What to do: Everything in the listing except the pictures should be written out exactly.

Dataset records:
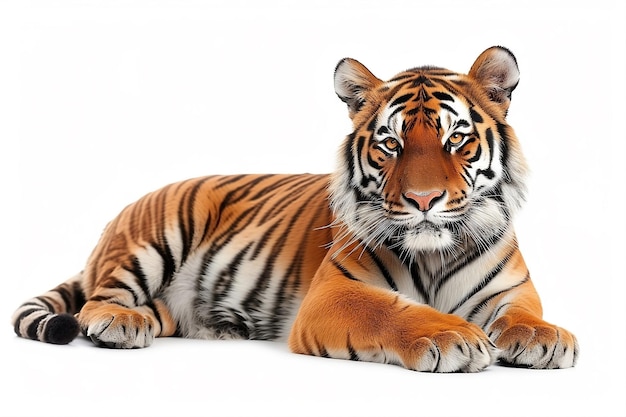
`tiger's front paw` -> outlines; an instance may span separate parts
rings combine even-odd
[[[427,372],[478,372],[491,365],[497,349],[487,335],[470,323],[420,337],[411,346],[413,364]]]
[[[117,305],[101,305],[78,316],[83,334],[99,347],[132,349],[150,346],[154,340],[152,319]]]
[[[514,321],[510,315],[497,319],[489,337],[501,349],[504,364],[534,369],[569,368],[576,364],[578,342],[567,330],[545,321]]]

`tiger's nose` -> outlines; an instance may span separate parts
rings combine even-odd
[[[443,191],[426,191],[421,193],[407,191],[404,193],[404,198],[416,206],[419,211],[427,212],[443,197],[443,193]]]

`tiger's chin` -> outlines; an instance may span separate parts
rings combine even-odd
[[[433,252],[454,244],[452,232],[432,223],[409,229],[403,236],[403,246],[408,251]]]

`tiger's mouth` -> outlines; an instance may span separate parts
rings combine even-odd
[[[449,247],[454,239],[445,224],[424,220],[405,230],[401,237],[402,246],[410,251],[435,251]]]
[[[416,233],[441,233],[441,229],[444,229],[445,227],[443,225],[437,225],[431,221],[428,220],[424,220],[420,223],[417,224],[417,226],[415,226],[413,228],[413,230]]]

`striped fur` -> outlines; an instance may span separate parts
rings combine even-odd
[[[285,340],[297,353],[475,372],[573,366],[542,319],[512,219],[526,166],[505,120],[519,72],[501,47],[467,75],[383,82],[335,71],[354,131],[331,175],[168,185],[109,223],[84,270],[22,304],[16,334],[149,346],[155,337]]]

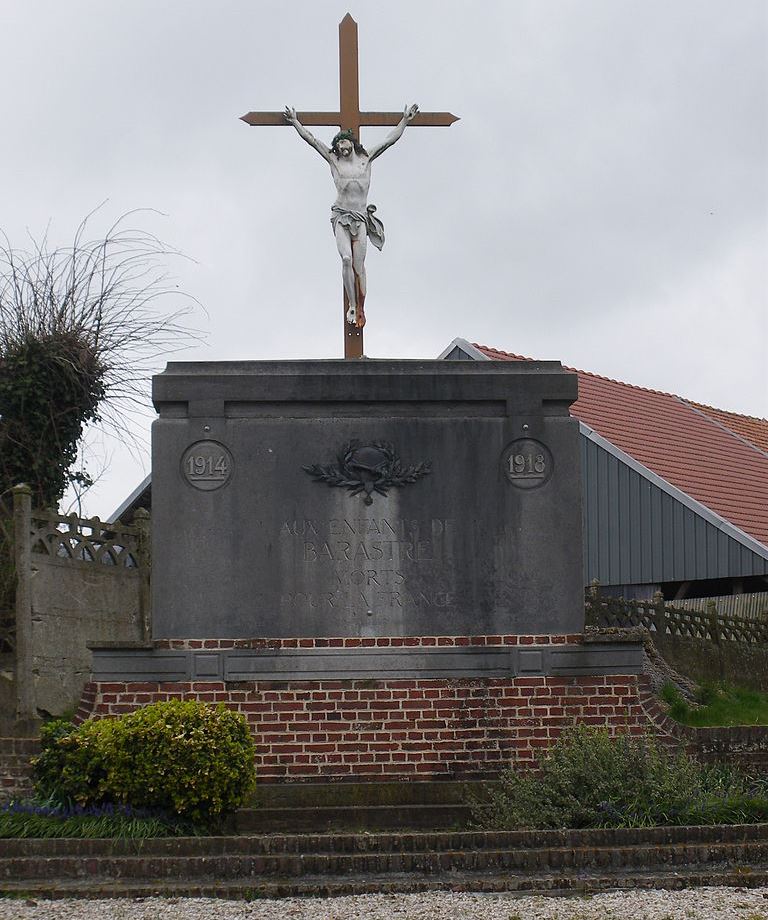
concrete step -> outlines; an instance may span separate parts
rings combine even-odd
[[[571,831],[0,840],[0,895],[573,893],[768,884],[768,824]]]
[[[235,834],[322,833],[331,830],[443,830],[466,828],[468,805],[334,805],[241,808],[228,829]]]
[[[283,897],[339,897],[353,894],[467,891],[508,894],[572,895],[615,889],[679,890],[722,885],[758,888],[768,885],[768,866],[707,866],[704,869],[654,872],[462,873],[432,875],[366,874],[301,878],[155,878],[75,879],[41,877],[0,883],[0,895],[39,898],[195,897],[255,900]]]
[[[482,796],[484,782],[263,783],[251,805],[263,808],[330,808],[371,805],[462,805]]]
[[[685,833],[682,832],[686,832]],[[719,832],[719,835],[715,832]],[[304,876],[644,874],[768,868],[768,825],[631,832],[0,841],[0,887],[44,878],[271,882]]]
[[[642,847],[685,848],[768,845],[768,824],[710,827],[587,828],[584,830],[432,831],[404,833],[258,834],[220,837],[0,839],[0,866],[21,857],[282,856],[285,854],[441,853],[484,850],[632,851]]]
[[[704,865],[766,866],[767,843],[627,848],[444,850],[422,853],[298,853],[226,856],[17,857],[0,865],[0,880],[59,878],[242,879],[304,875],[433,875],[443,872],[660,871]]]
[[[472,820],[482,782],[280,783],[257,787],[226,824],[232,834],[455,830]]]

Response below:
`tiger's front paw` -> outlines; an instance may span separate parts
rings combine even-odd
[[[427,372],[478,372],[491,365],[497,349],[487,335],[470,323],[420,337],[411,346],[413,364]]]
[[[117,305],[101,305],[78,316],[83,334],[99,347],[132,349],[150,346],[154,340],[152,319]]]
[[[514,321],[510,315],[497,319],[489,337],[501,349],[504,364],[534,369],[569,368],[576,364],[578,342],[567,330],[545,321]]]

`tiger's nose` -> outlines; an instance may span separate parts
rings combine even-odd
[[[443,191],[426,191],[421,193],[407,191],[404,193],[404,198],[416,206],[419,211],[427,212],[443,197],[443,193]]]

`tiger's chin` -> outlines; an instance may span separate parts
rings combine even-odd
[[[433,252],[454,244],[452,232],[432,223],[409,229],[403,236],[403,246],[408,251]]]

`tiger's mouth` -> outlines; an instance may span separate parts
rings combine even-odd
[[[449,247],[454,239],[445,224],[424,220],[405,230],[401,237],[402,246],[410,251],[435,251]]]
[[[416,233],[441,233],[441,229],[444,229],[445,227],[443,225],[437,225],[431,221],[428,220],[424,220],[420,223],[417,224],[417,226],[415,226],[413,228],[413,230]]]

`striped fur` -> outlines; an instance may span separate parts
rings combine even-odd
[[[285,340],[297,353],[475,372],[573,366],[542,319],[512,219],[526,166],[505,120],[519,72],[501,47],[467,75],[383,82],[335,71],[354,131],[331,175],[168,185],[109,223],[84,270],[22,304],[16,334],[149,346],[155,337]]]

concrete step -> outlines; an instance may span separate parts
rings combine even-odd
[[[571,831],[0,840],[0,895],[573,893],[768,884],[768,824]]]
[[[235,834],[322,833],[331,830],[443,830],[466,828],[468,805],[334,805],[241,808],[228,829]]]
[[[283,897],[339,897],[353,894],[467,891],[508,894],[572,895],[615,889],[679,890],[722,885],[758,888],[768,885],[768,866],[707,866],[704,869],[654,872],[462,873],[432,875],[366,874],[301,878],[155,878],[75,879],[41,877],[0,883],[0,895],[39,898],[195,897],[255,900]]]
[[[482,796],[484,782],[263,783],[251,805],[263,808],[330,808],[371,805],[462,805]]]
[[[685,833],[682,832],[686,832]],[[719,832],[719,835],[715,832]],[[304,876],[644,874],[768,868],[768,825],[631,832],[0,841],[0,887],[44,878],[271,882]]]
[[[642,847],[685,848],[768,845],[768,824],[710,827],[587,828],[584,830],[432,831],[404,833],[258,834],[220,837],[0,839],[0,866],[21,857],[282,856],[285,854],[441,853],[484,850],[632,851]]]
[[[704,865],[766,866],[767,843],[627,848],[444,850],[422,853],[298,853],[226,856],[17,857],[0,865],[0,880],[59,878],[242,879],[304,875],[433,875],[443,872],[660,871]]]
[[[472,820],[482,782],[280,783],[257,787],[226,824],[232,834],[455,830]]]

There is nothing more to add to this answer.